─── Records ───

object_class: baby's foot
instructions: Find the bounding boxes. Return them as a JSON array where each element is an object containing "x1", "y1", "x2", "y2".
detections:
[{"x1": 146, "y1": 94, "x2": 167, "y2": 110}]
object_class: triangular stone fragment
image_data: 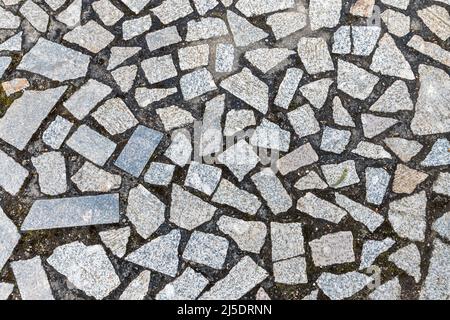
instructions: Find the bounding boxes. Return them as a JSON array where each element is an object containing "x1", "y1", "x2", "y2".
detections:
[
  {"x1": 108, "y1": 46, "x2": 141, "y2": 70},
  {"x1": 370, "y1": 80, "x2": 413, "y2": 113},
  {"x1": 410, "y1": 65, "x2": 450, "y2": 135},
  {"x1": 332, "y1": 97, "x2": 355, "y2": 127},
  {"x1": 0, "y1": 31, "x2": 22, "y2": 51},
  {"x1": 57, "y1": 0, "x2": 82, "y2": 28},
  {"x1": 421, "y1": 138, "x2": 450, "y2": 167},
  {"x1": 111, "y1": 65, "x2": 137, "y2": 92},
  {"x1": 244, "y1": 48, "x2": 295, "y2": 73},
  {"x1": 227, "y1": 10, "x2": 268, "y2": 47},
  {"x1": 338, "y1": 59, "x2": 379, "y2": 100},
  {"x1": 370, "y1": 33, "x2": 414, "y2": 80},
  {"x1": 99, "y1": 227, "x2": 131, "y2": 258},
  {"x1": 384, "y1": 138, "x2": 422, "y2": 162},
  {"x1": 300, "y1": 79, "x2": 333, "y2": 109},
  {"x1": 392, "y1": 164, "x2": 429, "y2": 194},
  {"x1": 294, "y1": 171, "x2": 328, "y2": 191},
  {"x1": 361, "y1": 114, "x2": 398, "y2": 138},
  {"x1": 389, "y1": 244, "x2": 422, "y2": 282}
]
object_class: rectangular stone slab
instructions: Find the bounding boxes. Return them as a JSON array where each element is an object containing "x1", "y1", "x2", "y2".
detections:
[
  {"x1": 21, "y1": 194, "x2": 120, "y2": 231},
  {"x1": 115, "y1": 125, "x2": 163, "y2": 177}
]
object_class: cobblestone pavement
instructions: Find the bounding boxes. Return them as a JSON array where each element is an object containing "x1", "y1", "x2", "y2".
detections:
[{"x1": 0, "y1": 0, "x2": 449, "y2": 301}]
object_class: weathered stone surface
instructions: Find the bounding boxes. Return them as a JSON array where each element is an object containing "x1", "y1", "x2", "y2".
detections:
[
  {"x1": 32, "y1": 151, "x2": 67, "y2": 196},
  {"x1": 0, "y1": 150, "x2": 29, "y2": 195},
  {"x1": 359, "y1": 238, "x2": 395, "y2": 270},
  {"x1": 432, "y1": 211, "x2": 450, "y2": 241},
  {"x1": 99, "y1": 227, "x2": 130, "y2": 258},
  {"x1": 144, "y1": 162, "x2": 175, "y2": 186},
  {"x1": 421, "y1": 139, "x2": 450, "y2": 167},
  {"x1": 297, "y1": 193, "x2": 347, "y2": 224},
  {"x1": 369, "y1": 277, "x2": 401, "y2": 300},
  {"x1": 152, "y1": 0, "x2": 193, "y2": 25},
  {"x1": 72, "y1": 162, "x2": 121, "y2": 192},
  {"x1": 21, "y1": 194, "x2": 119, "y2": 231},
  {"x1": 277, "y1": 143, "x2": 318, "y2": 175},
  {"x1": 271, "y1": 222, "x2": 304, "y2": 261},
  {"x1": 433, "y1": 173, "x2": 450, "y2": 197},
  {"x1": 389, "y1": 244, "x2": 422, "y2": 283},
  {"x1": 11, "y1": 257, "x2": 53, "y2": 300},
  {"x1": 365, "y1": 167, "x2": 390, "y2": 205},
  {"x1": 235, "y1": 0, "x2": 294, "y2": 17},
  {"x1": 250, "y1": 119, "x2": 290, "y2": 152},
  {"x1": 392, "y1": 164, "x2": 429, "y2": 194},
  {"x1": 217, "y1": 140, "x2": 260, "y2": 181},
  {"x1": 338, "y1": 59, "x2": 379, "y2": 100},
  {"x1": 420, "y1": 240, "x2": 450, "y2": 300},
  {"x1": 321, "y1": 160, "x2": 360, "y2": 189},
  {"x1": 182, "y1": 231, "x2": 229, "y2": 269},
  {"x1": 185, "y1": 17, "x2": 228, "y2": 41},
  {"x1": 309, "y1": 0, "x2": 342, "y2": 31},
  {"x1": 212, "y1": 179, "x2": 261, "y2": 215},
  {"x1": 384, "y1": 138, "x2": 422, "y2": 162},
  {"x1": 180, "y1": 68, "x2": 217, "y2": 100},
  {"x1": 227, "y1": 10, "x2": 267, "y2": 47},
  {"x1": 274, "y1": 257, "x2": 308, "y2": 284},
  {"x1": 145, "y1": 26, "x2": 181, "y2": 52},
  {"x1": 63, "y1": 21, "x2": 114, "y2": 53},
  {"x1": 408, "y1": 35, "x2": 450, "y2": 67},
  {"x1": 274, "y1": 68, "x2": 303, "y2": 109},
  {"x1": 297, "y1": 37, "x2": 334, "y2": 75},
  {"x1": 252, "y1": 168, "x2": 292, "y2": 214},
  {"x1": 287, "y1": 104, "x2": 320, "y2": 138},
  {"x1": 317, "y1": 272, "x2": 371, "y2": 300},
  {"x1": 119, "y1": 270, "x2": 151, "y2": 301},
  {"x1": 156, "y1": 267, "x2": 208, "y2": 300},
  {"x1": 309, "y1": 231, "x2": 355, "y2": 267},
  {"x1": 418, "y1": 5, "x2": 450, "y2": 41},
  {"x1": 92, "y1": 98, "x2": 138, "y2": 135},
  {"x1": 0, "y1": 207, "x2": 20, "y2": 272}
]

───

* Task: Repeat the lines exactly as they stand, from the opening line of the data through the line with "object_class: weathered stone surface". Pictures stay out of the copy.

* Task result:
object_class: baby's foot
instructions: Find the bounding boxes. Return them as a JSON array where each element is an object containing "x1", "y1", "x2", "y2".
detections:
[{"x1": 146, "y1": 94, "x2": 167, "y2": 110}]
object_class: triangular stone fragment
image_data: 
instructions: Find the bounding boxes. Return them as a JSON array where each element is an object containing "x1", "y1", "x2", "y2".
detections:
[
  {"x1": 108, "y1": 46, "x2": 141, "y2": 70},
  {"x1": 370, "y1": 80, "x2": 413, "y2": 113},
  {"x1": 410, "y1": 65, "x2": 450, "y2": 135},
  {"x1": 332, "y1": 97, "x2": 355, "y2": 127},
  {"x1": 0, "y1": 31, "x2": 22, "y2": 51},
  {"x1": 57, "y1": 0, "x2": 82, "y2": 28},
  {"x1": 421, "y1": 138, "x2": 450, "y2": 167},
  {"x1": 111, "y1": 65, "x2": 137, "y2": 92},
  {"x1": 244, "y1": 48, "x2": 295, "y2": 73},
  {"x1": 227, "y1": 10, "x2": 268, "y2": 47},
  {"x1": 338, "y1": 59, "x2": 379, "y2": 100},
  {"x1": 370, "y1": 33, "x2": 414, "y2": 80},
  {"x1": 99, "y1": 227, "x2": 131, "y2": 258},
  {"x1": 384, "y1": 138, "x2": 422, "y2": 162},
  {"x1": 300, "y1": 79, "x2": 333, "y2": 109},
  {"x1": 392, "y1": 164, "x2": 429, "y2": 194},
  {"x1": 294, "y1": 171, "x2": 328, "y2": 191},
  {"x1": 361, "y1": 114, "x2": 398, "y2": 138},
  {"x1": 389, "y1": 244, "x2": 422, "y2": 282}
]
object_class: rectangular stone slab
instructions: Find the bounding boxes. Return them as a JSON array where each element is an object containing "x1", "y1", "x2", "y2".
detections:
[
  {"x1": 21, "y1": 194, "x2": 120, "y2": 231},
  {"x1": 115, "y1": 125, "x2": 163, "y2": 177}
]
object_class: cobblestone pavement
instructions: Find the bounding boxes. Return them as a JSON array where each element is an object containing "x1", "y1", "x2", "y2".
detections:
[{"x1": 0, "y1": 0, "x2": 449, "y2": 301}]
object_class: weathered stone surface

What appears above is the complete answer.